Start

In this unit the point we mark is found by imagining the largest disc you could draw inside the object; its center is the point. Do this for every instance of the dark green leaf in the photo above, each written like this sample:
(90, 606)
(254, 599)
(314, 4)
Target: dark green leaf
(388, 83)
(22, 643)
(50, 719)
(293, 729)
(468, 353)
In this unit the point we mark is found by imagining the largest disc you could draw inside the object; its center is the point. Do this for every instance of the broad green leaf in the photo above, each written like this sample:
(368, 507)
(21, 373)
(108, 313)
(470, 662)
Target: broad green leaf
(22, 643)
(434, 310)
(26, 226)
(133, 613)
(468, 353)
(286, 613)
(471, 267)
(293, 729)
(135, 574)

End

▶ **Directions for this task**
Update the items above by swapping each "broad green leaf" for "wide green leaf" and leave every other word and line as it is.

▶ **Response to the exercise**
In this unit the point we mark is found by imagining the largest disc you could draw inside the object; its center is the point. Do this for every instance of the dark green leaf in the photo above, each written like this sample:
(90, 606)
(254, 599)
(314, 4)
Target: dark green leaf
(388, 83)
(22, 643)
(50, 719)
(293, 729)
(468, 353)
In this unit the point we mark is found by imagining the largest disc you could draw inside the object; its center is the point. Do this for every instance of the wide green leaf in the photo above, each written like this sample:
(368, 507)
(21, 373)
(108, 313)
(470, 662)
Target: wide green leaf
(22, 643)
(434, 310)
(26, 226)
(133, 613)
(468, 353)
(286, 613)
(471, 267)
(293, 729)
(135, 574)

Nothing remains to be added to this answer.